EXTRACT
· · ·

That was 1927 … it’s 2012 and sick people are still aiming for schoolchildren.

            I'm tired that violence seems to be a recurring response to anger.  I’m tired that  violence is still acceptable … and, yes, it is still acceptable because we haven’t done anything real to address the cause.

You should know that I’ve been going back and forth all week regarding preaching on gun control … I grew up in Georgia and my parents owned guns.  In fact, when my parents worked nights for their business when I was a teenager, I slept with a gun under my mattress … of course, I always tell people I couldn’t have lifted the mattress fast enough to ever use it, so I’m not sure why we put it there. 
And then there’s the story that, when my law school roommate woke up one Sunday morning to a man breathing in her window, the window which her bed was under, the first call that morning was to the local gun shop because she wanted to buy a gun.  I told her we could have one in the apartment as long as we both took a gun safety course … and I have never been so thankful for California’s ten-day waiting period.

· · ·

DATA
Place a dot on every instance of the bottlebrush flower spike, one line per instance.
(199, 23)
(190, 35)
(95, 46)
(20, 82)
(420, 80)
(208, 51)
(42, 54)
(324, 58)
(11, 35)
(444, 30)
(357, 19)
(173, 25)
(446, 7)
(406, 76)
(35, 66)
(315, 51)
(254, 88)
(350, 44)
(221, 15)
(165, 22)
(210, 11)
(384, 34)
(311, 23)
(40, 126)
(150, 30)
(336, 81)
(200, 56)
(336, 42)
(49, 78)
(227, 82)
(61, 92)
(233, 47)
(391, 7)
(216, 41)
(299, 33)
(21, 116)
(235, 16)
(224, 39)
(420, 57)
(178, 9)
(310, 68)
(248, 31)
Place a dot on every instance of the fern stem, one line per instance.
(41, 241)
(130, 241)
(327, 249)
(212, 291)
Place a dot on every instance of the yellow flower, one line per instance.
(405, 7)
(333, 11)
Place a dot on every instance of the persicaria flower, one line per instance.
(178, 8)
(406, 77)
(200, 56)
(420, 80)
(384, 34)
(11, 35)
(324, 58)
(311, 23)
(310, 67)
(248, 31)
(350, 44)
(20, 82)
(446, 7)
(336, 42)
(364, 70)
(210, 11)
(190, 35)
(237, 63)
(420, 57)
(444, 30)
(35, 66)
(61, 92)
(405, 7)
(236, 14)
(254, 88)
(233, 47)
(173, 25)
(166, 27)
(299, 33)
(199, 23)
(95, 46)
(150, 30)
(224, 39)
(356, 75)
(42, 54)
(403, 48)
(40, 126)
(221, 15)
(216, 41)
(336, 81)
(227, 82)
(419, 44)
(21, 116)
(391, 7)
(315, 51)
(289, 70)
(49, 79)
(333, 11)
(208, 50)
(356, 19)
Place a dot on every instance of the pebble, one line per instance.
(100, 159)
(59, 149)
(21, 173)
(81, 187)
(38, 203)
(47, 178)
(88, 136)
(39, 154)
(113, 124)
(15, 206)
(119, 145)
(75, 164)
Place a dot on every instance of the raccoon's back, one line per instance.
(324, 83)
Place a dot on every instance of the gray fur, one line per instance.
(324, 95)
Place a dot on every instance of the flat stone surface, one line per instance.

· · ·

SHORT TASK
Pick up the personal reflection on guns and violence where it stops, adding a few paragraphs in the same voice.

ANSWER TO THE TASK
By the way, you should know that the most powerful thing about taking that course was when we went to the shooting range with the San Diego Police Captain who taught the course to try out different kinds of guns.  He had us shoot at a moving target coming at us from 21 feet ... so I want you to imagine the distance 21 feet.  [Walk to a distance of approximately 21 feet.]

You should know that, no matter how good a shot we were, not one of us could hit the target ... and that was in spite of the fact that the gun was in front of us on the ledge, that was in spite of the fact that we were all wide awake and all of us could see it, that was in spite of the fact that the target was farther away than the distance from most beds to most bedroom doors, and that was in spite of the fact that the lights were on.  Not one of us could hit that moving target.  That was a pretty powerful exercise.
So, yes, I’ve been going back and forth on the problem. 

There's a part of me that says we need more gun control, that we need longer waiting periods, and that we need more background checks ... and then there’s the part of me that understands the reality that the criminals will still have guns if we make it harder to get them and there is always a way to get a gun.
I’ve been going back and forth on the idea of mental illness being focused on as the sole cause … I’ve been going back and forth on the bumper sticker that says, “guns don’t kill people, people kill people.”  I’ve been going back and forth on whether the violence we experience via the movies and video games cause the problem.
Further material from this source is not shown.